Movimento Italia: progetto FIR rugby di base o progetto Accademie? Una visione critica

Una decina di giorni fa ho ospitato un intervento di Francesco Lucca, presidente del Cilento Rugby. Francesco diceva la sua sul progetto “Rugby di base” della FIR per la stagione 2012/2013 (980mila euro i fondi destinati). La sua era una valutazione sostanzialmente positiva del piano federale, anche se ne rilevava alcune criticità.
Oggi pubblico le opinioni di Roberto Zanovello, Presidente “CUS Padova Rugby”, che sono invece orientate decisamente su un segno negativo. Ve le propongo e rilancio: tutti i dirigenti che vogliono dire la loro sappiano che qui la porta è aperta.

Riflessioni sul “Progetto Sviluppo di Base” della Federugby

Quello che la FIR ha approvato non può considerarsi un “progetto di sviluppo”, ma bensì un “listino prezzi”. Infatti dalla lettura per quanto attenta del progetto, non si trovano tempi, modi e verifiche delle attività di sviluppo come crescita dei numeri, qualità e risultati, ma solo un compenso in base alle attività Federali.

Voci di dati:

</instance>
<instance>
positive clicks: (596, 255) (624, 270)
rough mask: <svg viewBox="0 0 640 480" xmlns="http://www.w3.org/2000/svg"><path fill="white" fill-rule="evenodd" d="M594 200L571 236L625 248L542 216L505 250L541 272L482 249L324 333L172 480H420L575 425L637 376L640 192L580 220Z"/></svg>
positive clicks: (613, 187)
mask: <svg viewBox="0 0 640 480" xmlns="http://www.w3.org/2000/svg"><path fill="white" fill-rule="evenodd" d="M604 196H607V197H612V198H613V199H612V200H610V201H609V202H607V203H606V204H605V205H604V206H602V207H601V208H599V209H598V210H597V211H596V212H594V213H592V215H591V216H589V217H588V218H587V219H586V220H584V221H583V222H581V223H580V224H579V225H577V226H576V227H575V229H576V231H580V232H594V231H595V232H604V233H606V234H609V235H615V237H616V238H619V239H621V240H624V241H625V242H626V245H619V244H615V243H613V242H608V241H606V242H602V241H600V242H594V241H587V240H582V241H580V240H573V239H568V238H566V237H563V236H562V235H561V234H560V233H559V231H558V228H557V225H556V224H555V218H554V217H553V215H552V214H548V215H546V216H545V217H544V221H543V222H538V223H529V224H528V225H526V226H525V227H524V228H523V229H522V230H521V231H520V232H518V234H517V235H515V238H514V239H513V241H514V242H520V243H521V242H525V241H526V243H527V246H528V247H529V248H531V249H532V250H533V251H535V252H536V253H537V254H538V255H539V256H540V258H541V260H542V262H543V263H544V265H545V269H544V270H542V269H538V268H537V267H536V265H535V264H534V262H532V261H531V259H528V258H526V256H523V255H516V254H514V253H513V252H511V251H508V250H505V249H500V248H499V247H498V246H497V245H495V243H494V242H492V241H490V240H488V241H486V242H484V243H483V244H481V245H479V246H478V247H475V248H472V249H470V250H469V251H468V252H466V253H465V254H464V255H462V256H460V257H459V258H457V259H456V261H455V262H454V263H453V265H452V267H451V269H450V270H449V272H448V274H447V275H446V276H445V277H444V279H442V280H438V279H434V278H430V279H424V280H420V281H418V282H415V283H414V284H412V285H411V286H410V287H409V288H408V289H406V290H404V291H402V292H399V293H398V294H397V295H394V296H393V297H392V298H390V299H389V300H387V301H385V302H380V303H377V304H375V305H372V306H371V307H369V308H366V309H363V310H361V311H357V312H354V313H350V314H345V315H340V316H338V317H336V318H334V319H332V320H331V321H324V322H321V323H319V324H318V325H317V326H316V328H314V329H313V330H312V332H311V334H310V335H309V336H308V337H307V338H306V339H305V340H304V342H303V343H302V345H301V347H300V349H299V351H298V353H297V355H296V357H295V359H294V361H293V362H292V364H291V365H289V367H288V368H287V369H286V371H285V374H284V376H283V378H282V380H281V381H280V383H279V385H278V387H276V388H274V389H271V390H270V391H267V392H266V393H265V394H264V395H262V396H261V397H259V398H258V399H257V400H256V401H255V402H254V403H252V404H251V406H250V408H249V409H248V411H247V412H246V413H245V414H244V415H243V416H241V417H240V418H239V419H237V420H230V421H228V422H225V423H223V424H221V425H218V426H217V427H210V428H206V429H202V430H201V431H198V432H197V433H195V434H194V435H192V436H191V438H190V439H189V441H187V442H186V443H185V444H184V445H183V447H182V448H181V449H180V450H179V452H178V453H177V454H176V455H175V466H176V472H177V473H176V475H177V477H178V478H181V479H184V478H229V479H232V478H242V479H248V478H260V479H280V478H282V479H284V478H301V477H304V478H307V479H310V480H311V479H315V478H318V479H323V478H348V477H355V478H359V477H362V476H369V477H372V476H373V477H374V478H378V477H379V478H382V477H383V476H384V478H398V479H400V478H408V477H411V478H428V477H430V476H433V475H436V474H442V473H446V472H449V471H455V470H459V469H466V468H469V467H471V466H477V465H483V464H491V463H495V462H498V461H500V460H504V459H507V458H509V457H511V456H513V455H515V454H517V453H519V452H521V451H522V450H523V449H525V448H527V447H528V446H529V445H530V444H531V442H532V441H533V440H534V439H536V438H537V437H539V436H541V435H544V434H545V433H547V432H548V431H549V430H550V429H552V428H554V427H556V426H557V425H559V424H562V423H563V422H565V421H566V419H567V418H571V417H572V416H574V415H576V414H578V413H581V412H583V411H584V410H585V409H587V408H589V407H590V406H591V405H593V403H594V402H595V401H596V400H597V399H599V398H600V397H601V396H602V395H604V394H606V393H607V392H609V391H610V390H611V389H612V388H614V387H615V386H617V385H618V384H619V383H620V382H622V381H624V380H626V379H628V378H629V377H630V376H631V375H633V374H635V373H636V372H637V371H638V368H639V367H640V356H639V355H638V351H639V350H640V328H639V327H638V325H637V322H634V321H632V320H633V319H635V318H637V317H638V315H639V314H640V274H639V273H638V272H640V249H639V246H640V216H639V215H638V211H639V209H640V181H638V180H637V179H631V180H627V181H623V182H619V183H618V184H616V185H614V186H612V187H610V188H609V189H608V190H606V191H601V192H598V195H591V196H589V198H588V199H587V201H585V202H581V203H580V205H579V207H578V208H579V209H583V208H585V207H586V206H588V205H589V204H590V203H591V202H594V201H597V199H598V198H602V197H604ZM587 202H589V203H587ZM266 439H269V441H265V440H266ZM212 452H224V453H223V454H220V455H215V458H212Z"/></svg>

▶ [Consegna 1] Nel testo, a quanto ammontano i fondi destinati al progetto “Rugby di base” della FIR per la stagione 2012/2013?
▶ [Consegna 2] Trascrivi dal testo tutto ciò che va da “Oggi pubblico le” fino a “porta è aperta.”.
Basati soltanto sul testo.

▶ [Risposta 1] 980mila euro.

▶ [Risposta 2]
Oggi pubblico le opinioni di Roberto Zanovello, Presidente “CUS Padova Rugby”, che sono invece orientate decisamente su un segno negativo. Ve le propongo e rilancio: tutti i dirigenti che vogliono dire la loro sappiano che qui la porta è aperta.